(Named object pointing entries)
────

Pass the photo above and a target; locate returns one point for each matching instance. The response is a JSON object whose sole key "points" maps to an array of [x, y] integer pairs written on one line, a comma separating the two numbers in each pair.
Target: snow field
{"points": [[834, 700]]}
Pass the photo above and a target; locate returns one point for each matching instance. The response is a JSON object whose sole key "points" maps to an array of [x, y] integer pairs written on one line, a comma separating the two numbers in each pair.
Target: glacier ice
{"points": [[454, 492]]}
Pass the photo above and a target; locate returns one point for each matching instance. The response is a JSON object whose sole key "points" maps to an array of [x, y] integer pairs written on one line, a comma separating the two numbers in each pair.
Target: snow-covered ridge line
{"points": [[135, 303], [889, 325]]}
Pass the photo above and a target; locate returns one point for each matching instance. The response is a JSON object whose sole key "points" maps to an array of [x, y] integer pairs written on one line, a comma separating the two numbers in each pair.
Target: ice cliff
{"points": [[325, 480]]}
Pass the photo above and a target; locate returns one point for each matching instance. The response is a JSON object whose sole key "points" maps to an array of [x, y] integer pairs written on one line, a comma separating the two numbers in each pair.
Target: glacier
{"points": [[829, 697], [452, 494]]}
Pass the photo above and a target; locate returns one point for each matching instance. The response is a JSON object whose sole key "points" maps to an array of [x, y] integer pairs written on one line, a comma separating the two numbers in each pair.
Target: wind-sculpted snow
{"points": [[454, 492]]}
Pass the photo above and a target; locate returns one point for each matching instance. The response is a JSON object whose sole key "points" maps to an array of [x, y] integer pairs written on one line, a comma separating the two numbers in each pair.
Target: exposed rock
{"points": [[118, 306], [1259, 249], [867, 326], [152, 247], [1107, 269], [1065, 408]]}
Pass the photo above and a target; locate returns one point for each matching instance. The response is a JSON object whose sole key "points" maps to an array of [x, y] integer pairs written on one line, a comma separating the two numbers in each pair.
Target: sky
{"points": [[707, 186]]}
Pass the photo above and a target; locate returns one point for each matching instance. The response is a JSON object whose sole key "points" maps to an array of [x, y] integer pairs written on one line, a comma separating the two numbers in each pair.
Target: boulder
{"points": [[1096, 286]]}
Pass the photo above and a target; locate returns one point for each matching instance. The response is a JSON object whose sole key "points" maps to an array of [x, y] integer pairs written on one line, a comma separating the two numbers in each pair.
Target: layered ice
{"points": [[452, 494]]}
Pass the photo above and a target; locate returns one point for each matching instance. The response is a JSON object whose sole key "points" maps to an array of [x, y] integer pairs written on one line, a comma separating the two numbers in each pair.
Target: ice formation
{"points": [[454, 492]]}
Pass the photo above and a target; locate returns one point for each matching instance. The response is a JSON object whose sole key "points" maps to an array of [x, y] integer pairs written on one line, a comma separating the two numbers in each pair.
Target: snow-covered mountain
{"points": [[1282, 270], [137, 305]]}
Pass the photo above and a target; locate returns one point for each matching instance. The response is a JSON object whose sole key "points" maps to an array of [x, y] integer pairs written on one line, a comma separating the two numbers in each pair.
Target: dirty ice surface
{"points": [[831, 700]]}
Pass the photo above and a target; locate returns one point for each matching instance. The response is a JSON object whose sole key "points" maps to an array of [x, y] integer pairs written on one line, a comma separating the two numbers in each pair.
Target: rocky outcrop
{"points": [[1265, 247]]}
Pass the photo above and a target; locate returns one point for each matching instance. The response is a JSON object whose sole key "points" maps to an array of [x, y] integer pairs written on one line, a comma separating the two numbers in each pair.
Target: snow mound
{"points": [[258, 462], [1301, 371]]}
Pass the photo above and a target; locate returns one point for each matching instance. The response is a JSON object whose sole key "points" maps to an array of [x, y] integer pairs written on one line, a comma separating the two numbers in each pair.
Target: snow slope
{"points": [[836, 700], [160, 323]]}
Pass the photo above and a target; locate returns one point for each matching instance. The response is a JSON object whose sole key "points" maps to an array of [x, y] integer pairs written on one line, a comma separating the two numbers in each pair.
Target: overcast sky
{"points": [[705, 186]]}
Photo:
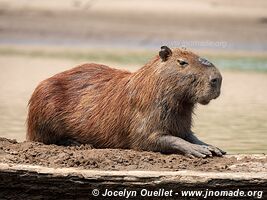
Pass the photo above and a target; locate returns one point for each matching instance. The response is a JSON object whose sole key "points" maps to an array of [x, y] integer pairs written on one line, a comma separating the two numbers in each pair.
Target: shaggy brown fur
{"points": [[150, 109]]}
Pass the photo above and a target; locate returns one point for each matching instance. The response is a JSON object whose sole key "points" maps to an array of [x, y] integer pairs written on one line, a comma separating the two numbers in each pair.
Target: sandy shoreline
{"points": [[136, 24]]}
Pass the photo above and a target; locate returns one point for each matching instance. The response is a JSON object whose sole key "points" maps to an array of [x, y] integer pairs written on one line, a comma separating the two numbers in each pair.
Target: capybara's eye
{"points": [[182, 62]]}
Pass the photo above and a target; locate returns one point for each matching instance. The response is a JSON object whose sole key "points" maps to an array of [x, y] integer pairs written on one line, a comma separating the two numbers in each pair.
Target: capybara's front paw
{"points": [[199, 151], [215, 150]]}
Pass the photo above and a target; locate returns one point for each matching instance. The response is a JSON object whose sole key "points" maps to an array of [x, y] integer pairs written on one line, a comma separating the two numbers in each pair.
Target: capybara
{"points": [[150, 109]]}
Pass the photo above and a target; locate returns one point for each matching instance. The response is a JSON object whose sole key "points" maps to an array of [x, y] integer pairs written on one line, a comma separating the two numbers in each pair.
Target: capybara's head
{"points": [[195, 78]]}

────

• Given problem:
Without the pictures, restate all of the entries above verbatim.

• Solution for this task:
Pass the photo above and a target; locate returns one point for each matching instance. The response is a JSON object whose sole key "points" maps to an array of [x, y] integer pairs written on one line, a comma separating the two numbers in each pair.
Target: snow field
{"points": [[834, 700]]}
Pass the photo above and a target; locate returns one point for each matching instance. The response is a JSON object whose sole key "points" maps to an array of [x, y] integer pairs written on one line, a comma separating the two numbers in each pair.
Target: glacier ice
{"points": [[454, 492]]}
Pass the photo above and a target; locate returns one point for each matching instance. The response is a JSON object whose sole key "points" maps to an array of [x, y] integer pairs written on one line, a comma separating the two numbers in each pair.
Target: snow-covered ridge line
{"points": [[135, 303], [889, 325]]}
Pass the photo above and a target; locate returns one point for each matching instance. The response is a JSON object whose sole key "points" maps to an array of [x, y] integer pairs written on one line, a comma separating the two numbers in each pair.
Target: ice cliff
{"points": [[325, 480]]}
Pass the photo above and a target; locate returns one point for each matching instance. The response is a JSON object whose sole key "points" maps to an array of [x, y] integer pairs written on one line, a comma separating the two numbers in each pair.
Target: glacier
{"points": [[829, 697], [452, 494]]}
Pass the photo above and a target; locate returns one point for each matching instance. The response is a JSON object whose sole key "points" maps to an array of [x, y] integer pairs written on one line, a comma separating the two numbers in each pair.
Target: wind-sculpted snow
{"points": [[454, 492]]}
Pass the photo above and a target; locate returns one point for each matching instance. The response is a JSON object whose sole key "points" maps to an array of [x, y] integer pairs written on one line, a comma separating the two numbers in each pair.
Target: exposed rock
{"points": [[118, 306], [1259, 249], [867, 326], [152, 247], [1107, 269], [1065, 408]]}
Pass the photo above and a target; locate returns one point for each matching instance. The response is a JSON object whose sole key "points" maps to an array of [x, y] integer pairs written on one line, a comma separating the two numbers in each pair.
Target: sky
{"points": [[707, 186]]}
Pass the photo above and a target; locate returns one point for each matching instance. The response is a JSON object whose sole key "points" maps to an array of [x, y] integer pairs written on one line, a comma separating the two numbers in each pair.
Target: boulder
{"points": [[1096, 286]]}
Pass the photo above and a target; locate returns one point for each matching instance. The response is a JSON object whose sole key "points" maps to an array of [x, y] integer pairs written on one line, a comma separating the two numbers in each pair.
Target: layered ice
{"points": [[452, 494]]}
Pass the photo above and a target; locate returns one point for each matching instance. The response is a JSON object whose sole key "points" maps to an array of [x, y] integer pairs written on one line, a comma separating the two numbers in each pair.
Target: ice formation
{"points": [[454, 492]]}
Pass the photo above and a target; locate returns one point for each matching instance. The response is a JSON object whose sole key "points" maps to an array of [x, y] integer pairs written on one line, a comma separating the two numbers in each pair.
Target: snow-covered mountain
{"points": [[1282, 270], [137, 305]]}
Pass the photo above and a target; locate returns one point for each matching instance. The response is a JSON object whose sole key "points" maps to an array of [x, y] integer pairs written on one line, a comma separating the two numbers in each pair.
Target: dirty ice surface
{"points": [[831, 700]]}
Pass the photo above and a target; locate returns one point for each matching instance. The response is a JSON object whose sole key "points" maps to an array of [x, y] integer pairs written on one line, a comma separating the two numbers in each pair.
Target: rocky outcrop
{"points": [[1265, 247]]}
Pass the photo above and a target; locate returns one point for each matching instance. The response is a JSON object whose sole key "points" maps to an array of [x, y] integer pairs written on one line, a comma separating the two numbers in each pair.
Target: snow mound
{"points": [[258, 462], [1301, 371]]}
Pass the photo above and a target; locate returns one point for each matching instance. The response is a JSON object whose sole key "points" maps to an array of [x, y] integer pairs written on one line, a comma separating the two numbers in each pair.
Target: snow slope
{"points": [[836, 700], [160, 323]]}
Pass the photo above and a target; locate returns one point for each matching instance. The response is a JSON object whose sole key "points" maps to an array of [x, y] integer pairs written on one line, a comma separating the two numbers in each pair.
Target: overcast sky
{"points": [[705, 186]]}
Photo:
Pass the photo above and a target; locate returns one point for each matching instance. The response is a JSON object whose sole key "points" maps to an array of [x, y] integer pairs written on one line, a comma separating the two numbers in each pair.
Target: shaggy brown fur
{"points": [[150, 109]]}
Pass the photo above and a target; locate returns one point for each matching instance. The response is a JSON object whose sole key "points" maps to an array of [x, y] integer pairs written on one line, a comma separating the two numbers in each pair.
Target: sandy shoreline
{"points": [[136, 24]]}
Pass the photo above and a target; locate returns one point for each matching instance. The response is a JSON object whose sole key "points" maps to an array of [x, y] integer pairs written on one line, a comma separating the two numbers in each pair.
Target: capybara's eye
{"points": [[182, 62]]}
Pass the photo above and a target; locate returns one point for each matching instance. The response is a JSON object whose sole key "points" maps to an array of [x, y] integer pairs written on one line, a comma separating the two numbers in each pair.
Target: capybara's front paw
{"points": [[199, 151], [215, 150]]}
Pass the photo above and a target; locate returns one point for each matching instance. The response is a JSON object whose sole key "points" maps to an array of [x, y] integer pairs written on one line, a comma separating the two numbers in each pair.
Target: capybara
{"points": [[150, 109]]}
Pass the photo above and a target; locate returns one point for each matching instance. The response is a JSON object whose sole key "points" maps to an array of [x, y] integer pairs written on one line, a comma separating the two numbers in each pair.
Target: capybara's head
{"points": [[195, 78]]}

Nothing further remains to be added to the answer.